_Your task_.
Count the lines below that contain the string "class", matching case exactly, and give only that number.

═══ Available records ═══

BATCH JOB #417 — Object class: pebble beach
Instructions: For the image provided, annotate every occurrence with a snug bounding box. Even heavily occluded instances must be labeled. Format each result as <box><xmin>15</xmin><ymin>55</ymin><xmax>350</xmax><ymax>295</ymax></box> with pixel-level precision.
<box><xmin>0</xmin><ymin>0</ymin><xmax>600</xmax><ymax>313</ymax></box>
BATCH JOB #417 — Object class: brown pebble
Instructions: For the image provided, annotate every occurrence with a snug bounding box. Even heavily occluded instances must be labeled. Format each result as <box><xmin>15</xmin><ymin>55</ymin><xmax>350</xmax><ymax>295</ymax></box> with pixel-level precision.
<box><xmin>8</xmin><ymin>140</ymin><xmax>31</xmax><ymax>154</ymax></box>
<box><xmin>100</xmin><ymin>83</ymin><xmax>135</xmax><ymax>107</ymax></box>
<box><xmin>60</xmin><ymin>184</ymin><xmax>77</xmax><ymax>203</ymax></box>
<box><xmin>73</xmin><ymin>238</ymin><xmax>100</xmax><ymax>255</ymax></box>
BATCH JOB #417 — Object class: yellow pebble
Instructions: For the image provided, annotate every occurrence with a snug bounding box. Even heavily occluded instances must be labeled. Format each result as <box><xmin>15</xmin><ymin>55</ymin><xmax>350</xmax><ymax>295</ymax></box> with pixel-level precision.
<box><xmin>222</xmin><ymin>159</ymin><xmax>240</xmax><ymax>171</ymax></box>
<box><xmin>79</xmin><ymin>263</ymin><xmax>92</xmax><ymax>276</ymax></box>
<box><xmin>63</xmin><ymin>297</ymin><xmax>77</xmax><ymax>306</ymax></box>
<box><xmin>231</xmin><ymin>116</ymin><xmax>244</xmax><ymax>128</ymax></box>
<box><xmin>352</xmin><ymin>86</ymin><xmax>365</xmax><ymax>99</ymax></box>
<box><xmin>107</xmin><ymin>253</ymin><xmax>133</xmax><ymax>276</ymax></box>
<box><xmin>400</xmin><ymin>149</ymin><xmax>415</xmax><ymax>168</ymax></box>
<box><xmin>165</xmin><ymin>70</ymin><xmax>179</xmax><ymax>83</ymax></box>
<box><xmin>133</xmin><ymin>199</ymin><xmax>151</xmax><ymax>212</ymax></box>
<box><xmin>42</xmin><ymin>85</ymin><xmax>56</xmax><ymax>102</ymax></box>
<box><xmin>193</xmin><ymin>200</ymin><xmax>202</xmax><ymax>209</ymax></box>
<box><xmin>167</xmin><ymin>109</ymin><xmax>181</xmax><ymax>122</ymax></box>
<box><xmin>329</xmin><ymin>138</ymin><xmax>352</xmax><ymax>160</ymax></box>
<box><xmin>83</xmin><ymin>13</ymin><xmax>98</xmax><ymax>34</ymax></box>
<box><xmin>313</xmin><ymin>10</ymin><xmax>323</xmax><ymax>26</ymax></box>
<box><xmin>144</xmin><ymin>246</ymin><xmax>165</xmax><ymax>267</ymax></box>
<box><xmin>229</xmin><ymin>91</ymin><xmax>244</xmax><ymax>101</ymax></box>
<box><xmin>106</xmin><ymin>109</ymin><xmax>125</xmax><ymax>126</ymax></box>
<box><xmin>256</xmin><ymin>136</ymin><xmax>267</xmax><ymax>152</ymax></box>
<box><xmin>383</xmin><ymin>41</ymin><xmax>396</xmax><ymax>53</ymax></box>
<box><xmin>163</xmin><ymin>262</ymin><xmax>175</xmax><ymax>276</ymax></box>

═══

_Reply to the task_.
3